TESTO FORNITO.
Anche l’emergenza Covid-19, come tutte le crisi, ha rappresentato e continua ad essere un momento di oggettiva novità, che determina ripensamenti, produce sintesi e sprona a sperimentare altro, incluso il ritorno a ciò che è stato già conosciuto e vissuto in passato. Riuscire a trarre energie, progetti e prospettive inedite da ogni fase di crisi e di rimescolamento di quanto già visto è un meccanismo essenziale nei processi di cambiamento e di adattamento come quello che stiamo vivendo, soprattutto per il mondo occidentale. E resta una delle sfide professionali ed esistenziali più affascinanti.
È quanto dichiara l’architetto Francesca Felice, responsabile del progetto Nostos – Rete degli alberghi diffusi per la quale la cosiddetta fase 2 nella quale stiamo entrando in punta di piedi può rappresentare – spiega – in modo particolare per le regioni meridionali e per la Calabria, una stagione di buona progettazione architettonica, indotta anzi tutto dalla necessità di offrire risposte nuove, abitative ed urbanistiche, alle questioni sanitarie e sociali imposte dalla pandemia.

DATI IN ESAME.
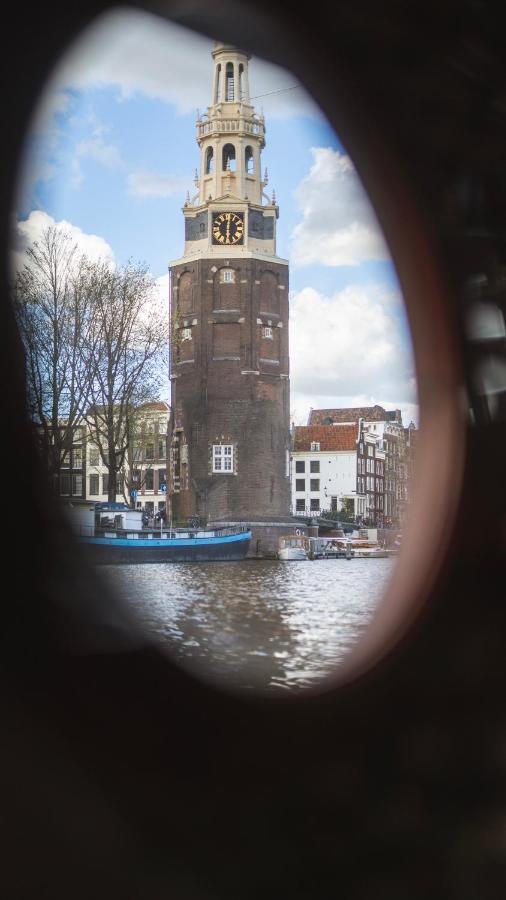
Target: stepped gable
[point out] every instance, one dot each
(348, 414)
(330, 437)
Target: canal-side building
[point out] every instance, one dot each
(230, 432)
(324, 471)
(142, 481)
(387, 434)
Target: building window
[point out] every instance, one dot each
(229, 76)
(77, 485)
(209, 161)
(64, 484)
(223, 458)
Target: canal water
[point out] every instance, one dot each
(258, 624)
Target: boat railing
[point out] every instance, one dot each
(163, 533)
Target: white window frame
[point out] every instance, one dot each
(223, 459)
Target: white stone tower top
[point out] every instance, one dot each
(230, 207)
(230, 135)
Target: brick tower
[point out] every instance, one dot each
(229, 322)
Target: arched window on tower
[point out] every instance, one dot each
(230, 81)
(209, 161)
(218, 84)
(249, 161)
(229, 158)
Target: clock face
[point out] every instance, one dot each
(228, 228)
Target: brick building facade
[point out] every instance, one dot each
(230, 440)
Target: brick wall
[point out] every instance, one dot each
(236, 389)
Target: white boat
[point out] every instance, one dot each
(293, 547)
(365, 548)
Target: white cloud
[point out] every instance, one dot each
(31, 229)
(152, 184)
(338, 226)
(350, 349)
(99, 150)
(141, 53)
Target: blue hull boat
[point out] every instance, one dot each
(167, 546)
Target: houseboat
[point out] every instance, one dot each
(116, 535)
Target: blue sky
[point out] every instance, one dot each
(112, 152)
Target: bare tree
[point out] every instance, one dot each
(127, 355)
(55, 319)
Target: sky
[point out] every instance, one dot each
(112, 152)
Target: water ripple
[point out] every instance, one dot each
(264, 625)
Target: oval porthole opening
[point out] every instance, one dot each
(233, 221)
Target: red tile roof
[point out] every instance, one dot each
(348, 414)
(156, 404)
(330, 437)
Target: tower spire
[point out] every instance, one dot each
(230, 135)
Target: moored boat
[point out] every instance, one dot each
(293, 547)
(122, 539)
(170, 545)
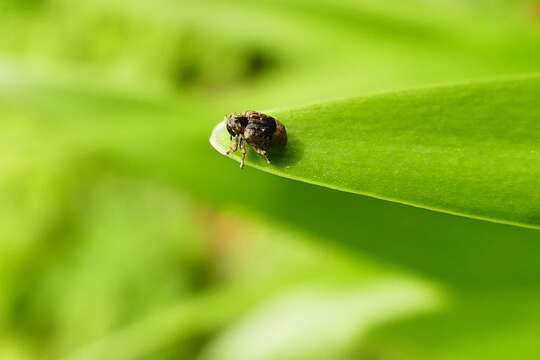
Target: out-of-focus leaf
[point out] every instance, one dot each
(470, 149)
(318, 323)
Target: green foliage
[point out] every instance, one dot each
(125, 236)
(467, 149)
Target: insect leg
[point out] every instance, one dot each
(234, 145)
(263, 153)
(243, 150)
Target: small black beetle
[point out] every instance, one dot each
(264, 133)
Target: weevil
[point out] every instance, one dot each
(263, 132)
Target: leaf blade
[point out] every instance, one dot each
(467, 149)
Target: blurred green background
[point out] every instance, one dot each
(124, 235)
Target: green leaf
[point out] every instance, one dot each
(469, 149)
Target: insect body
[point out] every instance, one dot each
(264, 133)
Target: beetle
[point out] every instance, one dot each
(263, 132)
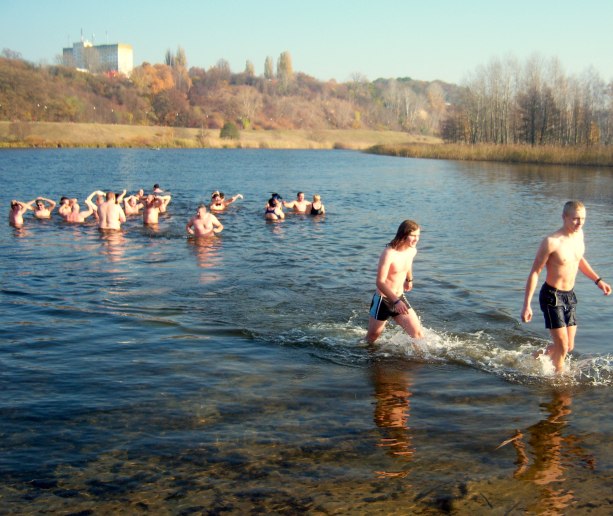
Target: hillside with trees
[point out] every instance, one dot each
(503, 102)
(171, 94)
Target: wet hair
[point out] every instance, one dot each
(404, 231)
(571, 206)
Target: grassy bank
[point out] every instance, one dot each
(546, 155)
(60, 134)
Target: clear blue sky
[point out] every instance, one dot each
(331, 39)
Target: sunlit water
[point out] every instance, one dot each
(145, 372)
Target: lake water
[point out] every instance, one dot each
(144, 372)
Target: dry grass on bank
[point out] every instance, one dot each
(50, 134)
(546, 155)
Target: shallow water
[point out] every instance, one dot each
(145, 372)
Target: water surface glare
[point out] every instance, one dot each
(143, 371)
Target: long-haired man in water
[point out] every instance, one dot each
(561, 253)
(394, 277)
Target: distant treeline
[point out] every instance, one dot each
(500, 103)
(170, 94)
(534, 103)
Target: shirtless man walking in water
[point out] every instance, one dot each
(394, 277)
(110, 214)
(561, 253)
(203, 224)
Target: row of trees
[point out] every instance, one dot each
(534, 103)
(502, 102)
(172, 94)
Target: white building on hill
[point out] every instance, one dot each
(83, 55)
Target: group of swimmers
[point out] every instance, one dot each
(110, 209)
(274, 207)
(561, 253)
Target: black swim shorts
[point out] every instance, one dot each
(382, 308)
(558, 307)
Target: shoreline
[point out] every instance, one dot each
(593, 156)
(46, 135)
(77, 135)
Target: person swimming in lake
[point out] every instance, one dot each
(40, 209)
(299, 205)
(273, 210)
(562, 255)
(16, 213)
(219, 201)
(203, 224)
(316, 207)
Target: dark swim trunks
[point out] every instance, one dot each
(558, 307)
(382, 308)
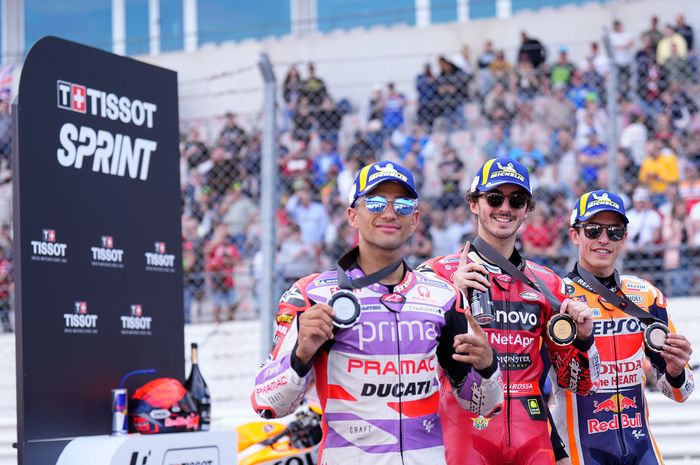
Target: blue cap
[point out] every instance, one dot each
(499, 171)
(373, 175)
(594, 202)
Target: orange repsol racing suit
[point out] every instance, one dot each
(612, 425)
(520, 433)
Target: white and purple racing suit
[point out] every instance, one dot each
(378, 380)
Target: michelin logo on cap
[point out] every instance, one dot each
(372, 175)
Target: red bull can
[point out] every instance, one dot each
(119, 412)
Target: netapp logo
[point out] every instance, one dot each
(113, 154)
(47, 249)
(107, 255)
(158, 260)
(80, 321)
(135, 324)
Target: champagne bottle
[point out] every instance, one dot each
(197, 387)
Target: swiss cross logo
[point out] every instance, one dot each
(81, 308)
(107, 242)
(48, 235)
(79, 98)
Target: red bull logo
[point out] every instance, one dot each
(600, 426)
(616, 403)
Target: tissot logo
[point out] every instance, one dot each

...

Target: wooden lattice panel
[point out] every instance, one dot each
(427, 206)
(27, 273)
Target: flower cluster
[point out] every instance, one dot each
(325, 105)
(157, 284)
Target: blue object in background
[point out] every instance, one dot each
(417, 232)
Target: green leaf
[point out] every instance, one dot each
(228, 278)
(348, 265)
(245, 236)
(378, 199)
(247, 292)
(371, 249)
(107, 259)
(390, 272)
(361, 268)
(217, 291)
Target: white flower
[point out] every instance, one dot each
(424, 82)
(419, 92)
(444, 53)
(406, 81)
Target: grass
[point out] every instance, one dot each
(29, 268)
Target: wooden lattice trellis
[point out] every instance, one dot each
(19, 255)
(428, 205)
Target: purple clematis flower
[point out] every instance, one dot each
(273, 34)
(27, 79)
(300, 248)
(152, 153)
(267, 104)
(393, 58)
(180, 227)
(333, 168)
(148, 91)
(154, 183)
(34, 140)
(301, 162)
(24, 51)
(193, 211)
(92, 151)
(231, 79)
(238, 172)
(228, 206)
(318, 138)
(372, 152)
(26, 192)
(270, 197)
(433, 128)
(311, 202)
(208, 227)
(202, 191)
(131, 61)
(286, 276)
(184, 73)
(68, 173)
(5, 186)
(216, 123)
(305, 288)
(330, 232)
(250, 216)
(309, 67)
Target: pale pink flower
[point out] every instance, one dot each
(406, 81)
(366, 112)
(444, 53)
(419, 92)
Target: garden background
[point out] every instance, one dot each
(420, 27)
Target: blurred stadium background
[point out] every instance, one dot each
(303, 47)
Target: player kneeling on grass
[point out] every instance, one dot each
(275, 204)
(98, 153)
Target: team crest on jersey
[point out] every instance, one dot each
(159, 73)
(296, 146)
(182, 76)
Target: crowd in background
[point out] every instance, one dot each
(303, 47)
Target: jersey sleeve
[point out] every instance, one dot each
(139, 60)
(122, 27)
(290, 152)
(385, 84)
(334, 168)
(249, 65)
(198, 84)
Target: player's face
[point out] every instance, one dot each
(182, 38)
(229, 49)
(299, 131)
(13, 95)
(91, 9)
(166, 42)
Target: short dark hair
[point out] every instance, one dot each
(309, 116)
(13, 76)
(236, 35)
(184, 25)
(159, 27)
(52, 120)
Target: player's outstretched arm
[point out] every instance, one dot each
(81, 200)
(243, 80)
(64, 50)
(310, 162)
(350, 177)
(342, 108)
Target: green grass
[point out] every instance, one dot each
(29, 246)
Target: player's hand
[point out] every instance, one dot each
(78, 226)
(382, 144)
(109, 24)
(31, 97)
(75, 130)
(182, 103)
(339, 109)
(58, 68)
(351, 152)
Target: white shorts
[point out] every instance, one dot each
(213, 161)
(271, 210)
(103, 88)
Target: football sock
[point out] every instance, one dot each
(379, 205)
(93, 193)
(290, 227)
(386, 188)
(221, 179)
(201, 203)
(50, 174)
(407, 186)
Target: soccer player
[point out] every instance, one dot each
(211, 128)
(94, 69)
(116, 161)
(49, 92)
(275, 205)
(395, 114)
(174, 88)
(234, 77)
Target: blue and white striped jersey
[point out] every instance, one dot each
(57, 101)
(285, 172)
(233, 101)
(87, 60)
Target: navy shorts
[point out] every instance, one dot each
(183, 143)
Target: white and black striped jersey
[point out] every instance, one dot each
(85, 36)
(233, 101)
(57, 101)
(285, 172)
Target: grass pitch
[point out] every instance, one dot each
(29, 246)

==

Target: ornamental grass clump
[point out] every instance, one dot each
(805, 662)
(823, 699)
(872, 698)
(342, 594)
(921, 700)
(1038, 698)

COMPITO DA SVOLGERE. Nel testo sull'emergenza Covid-19, di quale progetto è responsabile l'architetto Francesca Felice? Le righe non hanno alcun legame con il testo.

RISPOSTA FINALE. Del progetto Nostos – Rete degli alberghi diffusi.